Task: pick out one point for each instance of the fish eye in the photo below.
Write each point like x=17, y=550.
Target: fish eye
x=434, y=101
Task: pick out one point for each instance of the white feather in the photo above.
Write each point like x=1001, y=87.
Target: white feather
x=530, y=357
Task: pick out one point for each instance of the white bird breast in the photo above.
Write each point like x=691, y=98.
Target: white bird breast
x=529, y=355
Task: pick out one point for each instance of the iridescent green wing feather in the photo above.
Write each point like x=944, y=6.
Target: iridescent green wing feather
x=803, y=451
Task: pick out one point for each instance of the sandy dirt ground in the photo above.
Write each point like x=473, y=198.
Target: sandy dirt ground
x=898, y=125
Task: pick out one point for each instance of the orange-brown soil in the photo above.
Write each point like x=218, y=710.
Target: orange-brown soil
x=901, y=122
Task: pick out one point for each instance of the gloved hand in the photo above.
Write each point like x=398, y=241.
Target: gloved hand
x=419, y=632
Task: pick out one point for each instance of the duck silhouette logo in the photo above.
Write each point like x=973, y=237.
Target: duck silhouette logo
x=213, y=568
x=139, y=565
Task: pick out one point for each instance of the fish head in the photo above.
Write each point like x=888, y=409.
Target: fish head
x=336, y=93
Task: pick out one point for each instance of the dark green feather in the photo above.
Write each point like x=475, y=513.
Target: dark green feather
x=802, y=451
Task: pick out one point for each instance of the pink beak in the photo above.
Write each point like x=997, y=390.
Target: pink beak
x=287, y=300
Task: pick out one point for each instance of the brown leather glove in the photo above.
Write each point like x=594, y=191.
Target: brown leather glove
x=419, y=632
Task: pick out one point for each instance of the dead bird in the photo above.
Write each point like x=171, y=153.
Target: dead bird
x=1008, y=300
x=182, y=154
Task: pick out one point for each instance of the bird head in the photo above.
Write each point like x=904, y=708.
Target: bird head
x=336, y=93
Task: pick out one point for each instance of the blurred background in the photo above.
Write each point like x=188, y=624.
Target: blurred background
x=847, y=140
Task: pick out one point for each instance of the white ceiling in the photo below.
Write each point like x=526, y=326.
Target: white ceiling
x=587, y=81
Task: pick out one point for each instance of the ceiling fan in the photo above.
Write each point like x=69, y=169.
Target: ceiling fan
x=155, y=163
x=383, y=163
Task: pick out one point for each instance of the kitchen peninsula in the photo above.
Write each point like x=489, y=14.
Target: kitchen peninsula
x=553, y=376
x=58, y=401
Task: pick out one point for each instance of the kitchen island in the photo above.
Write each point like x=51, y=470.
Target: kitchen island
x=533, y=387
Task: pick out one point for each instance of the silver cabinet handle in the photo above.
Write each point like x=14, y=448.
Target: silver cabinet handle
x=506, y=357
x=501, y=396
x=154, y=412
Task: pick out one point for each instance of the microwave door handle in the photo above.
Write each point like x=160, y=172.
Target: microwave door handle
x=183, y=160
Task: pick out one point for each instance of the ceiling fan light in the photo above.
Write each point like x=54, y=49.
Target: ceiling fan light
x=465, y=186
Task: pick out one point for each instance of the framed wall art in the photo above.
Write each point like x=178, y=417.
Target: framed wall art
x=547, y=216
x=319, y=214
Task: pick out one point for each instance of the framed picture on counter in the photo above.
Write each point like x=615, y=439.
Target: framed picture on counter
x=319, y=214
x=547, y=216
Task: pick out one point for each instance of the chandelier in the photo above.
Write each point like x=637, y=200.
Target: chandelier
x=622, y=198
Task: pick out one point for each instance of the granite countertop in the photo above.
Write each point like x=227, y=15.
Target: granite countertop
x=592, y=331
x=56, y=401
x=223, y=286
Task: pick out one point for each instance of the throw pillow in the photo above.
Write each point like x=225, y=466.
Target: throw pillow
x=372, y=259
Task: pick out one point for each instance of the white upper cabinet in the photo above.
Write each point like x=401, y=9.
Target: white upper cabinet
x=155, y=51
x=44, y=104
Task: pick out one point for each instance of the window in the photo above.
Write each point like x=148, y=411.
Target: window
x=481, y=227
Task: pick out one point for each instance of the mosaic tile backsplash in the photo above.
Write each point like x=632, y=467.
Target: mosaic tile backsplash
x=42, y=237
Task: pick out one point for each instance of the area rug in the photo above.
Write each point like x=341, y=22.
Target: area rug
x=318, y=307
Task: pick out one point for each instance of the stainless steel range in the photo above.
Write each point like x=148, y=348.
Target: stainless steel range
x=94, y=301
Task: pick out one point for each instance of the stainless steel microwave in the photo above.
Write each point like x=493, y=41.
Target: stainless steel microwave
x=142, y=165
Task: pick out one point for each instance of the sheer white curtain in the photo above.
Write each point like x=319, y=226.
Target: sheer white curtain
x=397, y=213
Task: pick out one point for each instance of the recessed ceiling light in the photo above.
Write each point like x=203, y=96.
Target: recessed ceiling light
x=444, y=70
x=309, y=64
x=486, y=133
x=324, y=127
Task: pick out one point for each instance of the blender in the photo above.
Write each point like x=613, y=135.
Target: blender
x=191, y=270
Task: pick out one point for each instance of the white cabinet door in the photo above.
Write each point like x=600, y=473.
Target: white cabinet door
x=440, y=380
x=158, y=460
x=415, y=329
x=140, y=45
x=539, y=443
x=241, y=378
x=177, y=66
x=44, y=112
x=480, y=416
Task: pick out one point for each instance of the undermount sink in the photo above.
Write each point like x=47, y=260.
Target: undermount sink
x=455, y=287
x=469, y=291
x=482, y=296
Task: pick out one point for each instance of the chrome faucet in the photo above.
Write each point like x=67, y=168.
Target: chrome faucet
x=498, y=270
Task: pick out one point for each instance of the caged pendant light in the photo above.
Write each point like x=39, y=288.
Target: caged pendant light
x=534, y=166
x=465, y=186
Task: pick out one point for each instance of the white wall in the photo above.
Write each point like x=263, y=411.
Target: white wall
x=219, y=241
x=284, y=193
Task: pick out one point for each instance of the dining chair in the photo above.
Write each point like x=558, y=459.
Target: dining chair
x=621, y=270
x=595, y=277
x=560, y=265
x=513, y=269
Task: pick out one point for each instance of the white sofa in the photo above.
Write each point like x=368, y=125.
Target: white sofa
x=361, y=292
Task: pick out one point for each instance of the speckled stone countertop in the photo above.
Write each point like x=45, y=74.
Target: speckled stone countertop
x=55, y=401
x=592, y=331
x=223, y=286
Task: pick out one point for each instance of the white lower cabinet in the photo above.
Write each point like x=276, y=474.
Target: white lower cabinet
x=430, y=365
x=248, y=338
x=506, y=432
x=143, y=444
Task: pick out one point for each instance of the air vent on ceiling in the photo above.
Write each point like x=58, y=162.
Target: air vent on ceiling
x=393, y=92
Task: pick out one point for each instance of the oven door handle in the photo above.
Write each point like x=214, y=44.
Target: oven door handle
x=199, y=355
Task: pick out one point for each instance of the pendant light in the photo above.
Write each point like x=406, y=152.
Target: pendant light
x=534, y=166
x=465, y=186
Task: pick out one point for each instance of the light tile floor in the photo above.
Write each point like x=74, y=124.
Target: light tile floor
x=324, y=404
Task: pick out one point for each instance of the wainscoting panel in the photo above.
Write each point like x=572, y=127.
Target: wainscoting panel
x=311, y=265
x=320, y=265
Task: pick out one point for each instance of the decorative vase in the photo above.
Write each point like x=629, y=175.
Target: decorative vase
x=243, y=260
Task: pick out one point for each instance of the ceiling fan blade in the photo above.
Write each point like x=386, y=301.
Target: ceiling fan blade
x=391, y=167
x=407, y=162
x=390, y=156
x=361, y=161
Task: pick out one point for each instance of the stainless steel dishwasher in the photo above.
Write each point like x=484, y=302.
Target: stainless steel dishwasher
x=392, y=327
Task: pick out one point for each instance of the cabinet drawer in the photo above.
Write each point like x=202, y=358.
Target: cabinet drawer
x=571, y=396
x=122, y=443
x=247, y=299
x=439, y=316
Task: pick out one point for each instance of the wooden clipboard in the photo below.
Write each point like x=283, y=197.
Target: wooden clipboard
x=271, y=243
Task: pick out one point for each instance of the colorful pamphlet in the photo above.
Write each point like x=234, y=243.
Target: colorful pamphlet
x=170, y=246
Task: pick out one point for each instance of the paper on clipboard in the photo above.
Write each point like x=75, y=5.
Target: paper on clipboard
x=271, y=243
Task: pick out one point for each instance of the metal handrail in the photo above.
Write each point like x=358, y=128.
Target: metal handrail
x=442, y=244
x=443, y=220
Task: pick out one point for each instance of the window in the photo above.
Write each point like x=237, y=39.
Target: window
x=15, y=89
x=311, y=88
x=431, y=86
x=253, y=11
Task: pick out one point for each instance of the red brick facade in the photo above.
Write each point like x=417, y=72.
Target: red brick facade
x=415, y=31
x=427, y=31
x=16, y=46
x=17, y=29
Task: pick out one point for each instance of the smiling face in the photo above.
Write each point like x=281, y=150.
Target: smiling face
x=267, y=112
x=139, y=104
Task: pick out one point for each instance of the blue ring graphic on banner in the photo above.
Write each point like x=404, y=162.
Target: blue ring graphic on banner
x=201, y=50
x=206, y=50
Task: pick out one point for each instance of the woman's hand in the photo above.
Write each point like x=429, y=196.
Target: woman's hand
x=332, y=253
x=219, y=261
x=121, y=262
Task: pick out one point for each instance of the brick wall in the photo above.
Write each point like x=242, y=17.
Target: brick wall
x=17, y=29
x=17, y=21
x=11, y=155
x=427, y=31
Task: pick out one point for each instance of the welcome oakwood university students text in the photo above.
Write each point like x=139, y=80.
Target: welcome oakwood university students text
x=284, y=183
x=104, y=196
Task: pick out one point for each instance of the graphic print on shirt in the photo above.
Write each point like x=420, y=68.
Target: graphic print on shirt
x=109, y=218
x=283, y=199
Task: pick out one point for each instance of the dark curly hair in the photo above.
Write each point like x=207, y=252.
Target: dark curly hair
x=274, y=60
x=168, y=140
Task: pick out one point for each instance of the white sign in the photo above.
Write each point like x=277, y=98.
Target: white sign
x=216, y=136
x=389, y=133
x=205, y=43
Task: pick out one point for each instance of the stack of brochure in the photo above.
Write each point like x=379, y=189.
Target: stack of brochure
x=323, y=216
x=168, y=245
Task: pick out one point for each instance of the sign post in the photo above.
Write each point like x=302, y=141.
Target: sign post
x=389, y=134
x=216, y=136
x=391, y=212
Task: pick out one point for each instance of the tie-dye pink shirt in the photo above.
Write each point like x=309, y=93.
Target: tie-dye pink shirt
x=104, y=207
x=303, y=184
◇ ◇ ◇ ◇ ◇
Which lines should be output? Exactly those from the first line of the data through the line containing "Write each point like x=473, y=198.", inclusive.

◆ REPLY TO THE TASK
Task: pick out one point for each instance of the fish eye in the photo below.
Write each point like x=17, y=550.
Target: fish eye
x=434, y=101
Task: pick out one point for each instance of the white feather in the photo above.
Write each point like x=1001, y=87.
Target: white feather
x=530, y=357
Task: pick out one point for each instance of the white bird breast in the photo above.
Write each point like x=691, y=98.
Target: white bird breast
x=529, y=355
Task: pick out one point for each instance of the iridescent green wing feather in the photo above.
Write each point like x=944, y=6.
Target: iridescent green wing feather
x=803, y=451
Task: pick out one point for each instance of the sandy dirt ground in the photo above.
Write each point like x=473, y=198.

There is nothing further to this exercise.